------ 주어진 줄

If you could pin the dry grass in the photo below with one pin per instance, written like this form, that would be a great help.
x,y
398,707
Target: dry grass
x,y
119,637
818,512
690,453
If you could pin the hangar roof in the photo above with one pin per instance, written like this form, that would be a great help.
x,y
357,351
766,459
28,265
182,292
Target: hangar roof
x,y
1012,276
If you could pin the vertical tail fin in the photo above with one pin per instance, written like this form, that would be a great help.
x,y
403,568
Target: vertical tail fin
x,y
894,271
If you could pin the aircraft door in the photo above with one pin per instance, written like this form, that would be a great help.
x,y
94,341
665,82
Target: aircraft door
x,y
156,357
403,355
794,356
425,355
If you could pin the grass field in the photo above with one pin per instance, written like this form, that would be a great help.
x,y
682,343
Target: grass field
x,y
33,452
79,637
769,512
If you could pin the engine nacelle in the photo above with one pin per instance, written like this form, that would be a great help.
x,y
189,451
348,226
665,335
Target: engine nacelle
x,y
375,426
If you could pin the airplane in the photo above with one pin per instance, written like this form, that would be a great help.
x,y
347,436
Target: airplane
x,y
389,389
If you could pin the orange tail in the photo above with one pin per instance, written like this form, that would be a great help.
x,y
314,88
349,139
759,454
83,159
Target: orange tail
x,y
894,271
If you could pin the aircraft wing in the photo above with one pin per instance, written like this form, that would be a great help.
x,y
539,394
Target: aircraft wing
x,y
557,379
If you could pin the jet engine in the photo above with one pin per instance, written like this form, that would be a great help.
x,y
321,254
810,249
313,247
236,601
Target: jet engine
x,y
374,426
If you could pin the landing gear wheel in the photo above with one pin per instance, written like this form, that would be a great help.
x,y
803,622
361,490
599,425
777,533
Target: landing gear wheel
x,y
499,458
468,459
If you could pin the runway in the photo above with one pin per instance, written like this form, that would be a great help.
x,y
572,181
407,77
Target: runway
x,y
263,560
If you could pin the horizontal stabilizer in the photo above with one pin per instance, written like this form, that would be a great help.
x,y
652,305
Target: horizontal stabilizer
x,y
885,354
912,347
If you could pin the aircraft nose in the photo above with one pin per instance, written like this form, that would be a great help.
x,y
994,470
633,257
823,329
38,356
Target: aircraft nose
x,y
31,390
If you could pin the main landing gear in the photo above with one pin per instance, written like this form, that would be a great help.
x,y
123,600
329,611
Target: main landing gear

------------

과제 목표 - 위의 줄 가운데 "If you could pin the horizontal"이 들어 있는 줄부터 마지막 줄까지를 빈 줄은 빼고 번호 목록으로 다시 작성하십시오.

과제 결과 -
1. If you could pin the horizontal stabilizer in the photo above with one pin per instance, written like this form, that would be a great help.
2. x,y
3. 652,305
4. Target: horizontal stabilizer
5. x,y
6. 885,354
7. 912,347
8. If you could pin the aircraft nose in the photo above with one pin per instance, written like this form, that would be a great help.
9. x,y
10. 994,470
11. 633,257
12. 823,329
13. 38,356
14. Target: aircraft nose
15. x,y
16. 31,390
17. If you could pin the main landing gear in the photo above with one pin per instance, written like this form, that would be a great help.
18. x,y
19. 123,600
20. 329,611
21. Target: main landing gear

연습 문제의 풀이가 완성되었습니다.